**Instruction**
Copy each of the following items word for word, keeping every line unchanged.

**Data shown**
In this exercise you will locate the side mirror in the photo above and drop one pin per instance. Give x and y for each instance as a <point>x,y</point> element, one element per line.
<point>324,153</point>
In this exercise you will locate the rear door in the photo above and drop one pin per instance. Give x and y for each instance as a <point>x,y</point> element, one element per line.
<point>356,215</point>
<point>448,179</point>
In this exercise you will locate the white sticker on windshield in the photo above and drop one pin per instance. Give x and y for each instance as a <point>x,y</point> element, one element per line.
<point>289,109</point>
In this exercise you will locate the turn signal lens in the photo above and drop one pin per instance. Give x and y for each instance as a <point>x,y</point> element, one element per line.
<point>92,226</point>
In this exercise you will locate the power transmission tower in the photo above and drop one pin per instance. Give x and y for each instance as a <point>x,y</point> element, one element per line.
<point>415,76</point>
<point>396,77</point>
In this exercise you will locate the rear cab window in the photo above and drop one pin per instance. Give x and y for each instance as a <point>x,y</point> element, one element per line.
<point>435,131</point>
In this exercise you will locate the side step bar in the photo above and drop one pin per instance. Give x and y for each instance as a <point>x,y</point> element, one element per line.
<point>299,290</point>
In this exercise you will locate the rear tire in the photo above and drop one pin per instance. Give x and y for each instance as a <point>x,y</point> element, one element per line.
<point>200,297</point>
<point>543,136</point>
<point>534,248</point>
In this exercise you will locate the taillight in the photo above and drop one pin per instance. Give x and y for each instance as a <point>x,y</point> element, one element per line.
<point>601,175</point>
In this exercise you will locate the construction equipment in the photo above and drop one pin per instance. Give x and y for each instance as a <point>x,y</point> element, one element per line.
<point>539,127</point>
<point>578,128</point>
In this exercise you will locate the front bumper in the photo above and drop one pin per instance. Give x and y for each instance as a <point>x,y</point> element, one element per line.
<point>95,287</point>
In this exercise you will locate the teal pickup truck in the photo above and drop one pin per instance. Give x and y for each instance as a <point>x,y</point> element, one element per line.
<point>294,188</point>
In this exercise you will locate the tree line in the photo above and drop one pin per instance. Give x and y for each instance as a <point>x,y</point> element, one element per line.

**Exercise answer**
In this exercise you will locate the side mirror in the photo above and drop one pin per instance. Give x and y for each instance as a <point>x,y</point> element, one element per line.
<point>324,153</point>
In this exercise you will locate the rear door in the photo above and drop one pin per instance. Give x and y for each instance as a <point>x,y</point> element, one element per line.
<point>356,215</point>
<point>448,179</point>
In this exercise you will locate the white sticker on windshield in the photo above and drop one pin per instance. Give x and y for each instance as a <point>x,y</point> element, one element per line.
<point>289,109</point>
In this exercise you will locate the turn signal lens in the photo above and drop one pin per instance. Give x and y for each instance as a <point>x,y</point> element, one element per line.
<point>92,226</point>
In this exercise you will locate the power transmission tower in the photo above and drop one pin per instance. Give x and y for each instance as a <point>x,y</point> element, one element per line.
<point>415,76</point>
<point>396,77</point>
In this exercise you will locate the rear cab window in the photo above and drop one pin per instance. Give x and y for each instance as a <point>x,y</point> element, one element per line.
<point>435,131</point>
In this exercise you will locate the side step bar in the photo above and drop one pin per instance. Give x and y for each instance as a <point>x,y</point> element, one element per line.
<point>299,290</point>
In this exercise you will locate the rear tire in the photo above and drop one pin per instance. Give x and y for each instance as a <point>x,y</point> element, one element per line.
<point>200,297</point>
<point>543,136</point>
<point>534,248</point>
In this exercise you will locate the taillight in the photo above and drop one pin per instance. Give x and y for each instance as a <point>x,y</point> element, one element per line.
<point>601,175</point>
In this exercise you will locate the construction equipment in the photo above and drop one pin per instance. Give x and y for each instance as a <point>x,y</point> element, one element per line.
<point>539,127</point>
<point>578,128</point>
In this exercise you will locate the front bumper in the photo above and drop one pin per instance. Give x and y for each instance as a <point>x,y</point> element, one element per line.
<point>95,287</point>
In this exercise you will locate the teal pickup truck in the photo above and drop one pin per instance. Give x and y for each instance as a <point>x,y</point> element, one element per line.
<point>294,188</point>
In this exercise you will locate the tree line in the photo above and drop one pin per instance. Give x and y for each instance as a <point>x,y</point> element, one element per line.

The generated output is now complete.